#### SUPPLIED TEXT ####

Framing gender dysphoria as a medical condition has perhaps been important in order to legitimize invasive hormonal and surgical interventions both among medical personnel and health insurance companies. However, if one operates within a medical perspective, it is easy to oversee contextual aspects such as gender norms, social marginalization and cultural symbols, and how this influences on the individual person’s subjective experiences of gender dysphoria.
An inside perspective
In my project, I aim to embrace an “inside perspective” on gender dysphoria. I explore how teenagers referred to the Norwegian national treatment unit for gender incongruence at Oslo University Hospital experience gender dysphoria and how they themselves describe it. In other words, I focus on each young person’s unique experience of mismatch between gender identity and birth-assigned sex. As a clinical psychologist, it falls naturally for me to have a phenomenological and interpretative approach to the topic.
Read the article Balancing in the margins of gender: exploring psychologists’ meaning-making in their work with gender non-conforming youth seeking puberty suppression. Read also the MA-thesis Balancing in the margins of gender. How clinical psychologists relate to puberty suppression when working with gender variant youth.
This question has become more and more important the last twenty years, because of the increasing number of young people that are referred to gender affirmative care for treatment of gender dysphoria. This development is international (Kaltiala-Heino, Bergman, Työläjärvi & Frisén 2018). The last decades, puberty suppression has become an accepted intervention for children and youth with gender dysphoria (Wren 2014). The clinical aim for these early interventions is to buy time for exploration of how to handle gender dysphoria. Similar to the clinical work with adults, the rationale is that the medical interventions are aimed to decrease the subjective experiences of mismatch between gender identity and birth assigned sex. At the same time, activists, academics and clinicians disagree when it comes to what constitutes good treatment, and to what degree health personnel are expected to contribute with their opinion.
Feminist grounded, with a liberating and normative ambition
In addition to a psychological and phenomenological perspective, I ground my research within a feminist tradition. This implies that I pay attention to how gender as a social and cultural phenomenon is related to subjective experiences of gender dysphoria: Within Western societies, people are expected to identity with one’s birth-assigned sex, and act to express oneself accordingly. At the same time, historical research has given us many accounts of how people throughout time and place have challenged gender norms and established diverse ways of organizing one’s life. Thus, historically, it is not a new phenomenon that people feel discomfort with birth-assigned sex (Stryker 2017).
In this way, my research project has a liberating and normative ambition: I do not want to describe the situation of young people with gender dysphoria as disconnected from the context they live in. Instead, I hope to demonstrate how gender dysphoria is a phenomenon that is deeply embedded within our culture. In this way, I aim to provide knowledge that can assist both health personnel and activists to better understand how gender dysphoria is experienced, so that we as a society in the long run can create a world that is more gender inclusive.

####

◆ QUESTIONS TO ANSWER:
(a) In the passage on gender dysphoria, which treatment unit are the teenagers in the project referred to?
(b) Reproduce word for word the part of the passage on gender dysphoria that opens with the words containing "Feminist grounded, with" and closes with "sex (Stryker 2017).".

#### EXCERPTED RECORDS ####

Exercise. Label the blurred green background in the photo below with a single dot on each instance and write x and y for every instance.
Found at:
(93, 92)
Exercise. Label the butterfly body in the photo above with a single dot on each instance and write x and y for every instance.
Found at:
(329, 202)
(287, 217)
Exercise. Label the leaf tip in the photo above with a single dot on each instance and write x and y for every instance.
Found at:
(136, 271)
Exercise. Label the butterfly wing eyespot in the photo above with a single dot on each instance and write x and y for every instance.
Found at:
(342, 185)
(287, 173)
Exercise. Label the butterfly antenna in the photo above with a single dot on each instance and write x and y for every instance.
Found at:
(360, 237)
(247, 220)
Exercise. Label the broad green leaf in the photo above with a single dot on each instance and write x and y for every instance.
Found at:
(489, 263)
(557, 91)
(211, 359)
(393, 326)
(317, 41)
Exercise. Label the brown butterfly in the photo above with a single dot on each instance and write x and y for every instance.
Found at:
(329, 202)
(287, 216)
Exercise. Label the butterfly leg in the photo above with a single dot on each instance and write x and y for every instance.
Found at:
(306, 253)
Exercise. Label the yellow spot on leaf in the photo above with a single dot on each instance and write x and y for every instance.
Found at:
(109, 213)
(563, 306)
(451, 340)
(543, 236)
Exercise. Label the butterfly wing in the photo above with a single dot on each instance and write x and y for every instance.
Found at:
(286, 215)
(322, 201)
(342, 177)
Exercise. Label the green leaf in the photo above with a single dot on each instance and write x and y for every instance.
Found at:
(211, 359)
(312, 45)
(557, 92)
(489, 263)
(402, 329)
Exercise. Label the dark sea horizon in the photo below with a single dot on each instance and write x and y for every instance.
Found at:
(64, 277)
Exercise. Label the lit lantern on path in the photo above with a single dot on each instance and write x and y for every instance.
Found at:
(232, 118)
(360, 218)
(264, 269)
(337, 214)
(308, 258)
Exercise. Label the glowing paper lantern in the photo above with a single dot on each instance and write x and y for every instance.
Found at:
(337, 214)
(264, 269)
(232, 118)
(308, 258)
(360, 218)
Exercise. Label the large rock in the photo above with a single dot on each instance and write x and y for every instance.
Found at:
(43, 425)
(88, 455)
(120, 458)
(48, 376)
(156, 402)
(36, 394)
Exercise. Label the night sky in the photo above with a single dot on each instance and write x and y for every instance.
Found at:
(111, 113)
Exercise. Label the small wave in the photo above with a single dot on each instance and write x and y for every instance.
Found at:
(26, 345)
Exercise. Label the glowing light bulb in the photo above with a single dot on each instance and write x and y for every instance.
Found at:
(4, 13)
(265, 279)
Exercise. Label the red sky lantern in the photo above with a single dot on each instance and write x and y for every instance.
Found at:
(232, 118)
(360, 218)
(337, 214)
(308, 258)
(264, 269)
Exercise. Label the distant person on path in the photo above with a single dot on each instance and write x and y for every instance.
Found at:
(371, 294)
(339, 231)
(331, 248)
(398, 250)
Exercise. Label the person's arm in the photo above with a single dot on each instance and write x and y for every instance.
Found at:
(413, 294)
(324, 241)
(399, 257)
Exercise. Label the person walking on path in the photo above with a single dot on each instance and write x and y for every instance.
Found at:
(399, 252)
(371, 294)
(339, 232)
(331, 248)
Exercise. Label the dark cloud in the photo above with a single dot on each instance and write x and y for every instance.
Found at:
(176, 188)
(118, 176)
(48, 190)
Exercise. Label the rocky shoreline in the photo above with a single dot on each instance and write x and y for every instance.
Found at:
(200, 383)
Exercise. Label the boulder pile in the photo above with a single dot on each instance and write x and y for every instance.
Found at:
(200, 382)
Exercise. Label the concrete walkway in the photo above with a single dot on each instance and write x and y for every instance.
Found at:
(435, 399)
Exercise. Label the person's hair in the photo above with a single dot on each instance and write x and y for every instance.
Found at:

####

◆ TASK-BY-TASK RESULTS:
(a) The Norwegian national treatment unit for gender incongruence at Oslo University Hospital.

(b)
Feminist grounded, with a liberating and normative ambition
In addition to a psychological and phenomenological perspective, I ground my research within a feminist tradition. This implies that I pay attention to how gender as a social and cultural phenomenon is related to subjective experiences of gender dysphoria: Within Western societies, people are expected to identity with one’s birth-assigned sex, and act to express oneself accordingly. At the same time, historical research has given us many accounts of how people throughout time and place have challenged gender norms and established diverse ways of organizing one’s life. Thus, historically, it is not a new phenomenon that people feel discomfort with birth-assigned sex (Stryker 2017).